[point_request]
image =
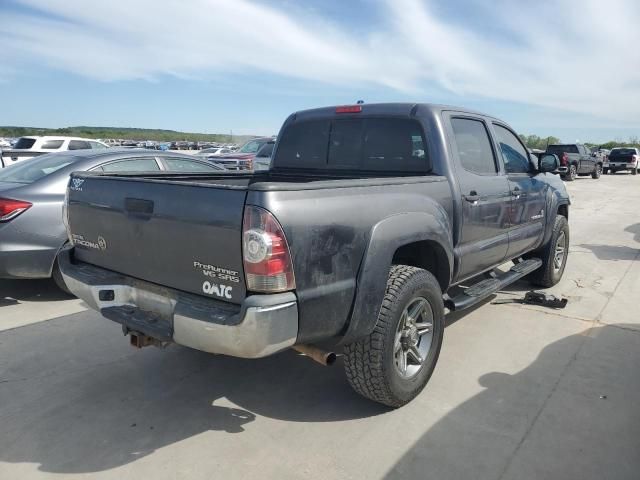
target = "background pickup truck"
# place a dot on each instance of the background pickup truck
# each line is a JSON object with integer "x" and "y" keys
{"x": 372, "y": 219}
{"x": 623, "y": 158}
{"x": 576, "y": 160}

○ ○ ○ ○ ○ ○ ○

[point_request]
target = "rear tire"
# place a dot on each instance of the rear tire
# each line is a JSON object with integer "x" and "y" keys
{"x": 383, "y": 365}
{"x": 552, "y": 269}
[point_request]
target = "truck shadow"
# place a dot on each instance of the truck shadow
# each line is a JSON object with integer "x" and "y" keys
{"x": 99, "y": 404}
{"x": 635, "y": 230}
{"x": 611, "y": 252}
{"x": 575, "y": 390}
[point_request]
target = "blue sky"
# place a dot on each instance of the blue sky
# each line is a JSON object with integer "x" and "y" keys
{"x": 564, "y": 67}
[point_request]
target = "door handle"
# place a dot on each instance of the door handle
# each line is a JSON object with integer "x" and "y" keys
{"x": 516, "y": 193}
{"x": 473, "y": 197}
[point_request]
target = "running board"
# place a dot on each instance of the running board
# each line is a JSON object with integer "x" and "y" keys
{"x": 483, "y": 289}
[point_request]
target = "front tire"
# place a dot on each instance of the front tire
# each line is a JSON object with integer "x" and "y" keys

○ ○ ○ ○ ○ ○ ○

ASSIGNMENT: Identify the lines in the entries that hold "rear" and return each one.

TASK RESULT:
target = "rear tire"
# place a dot on each instance of the rear tire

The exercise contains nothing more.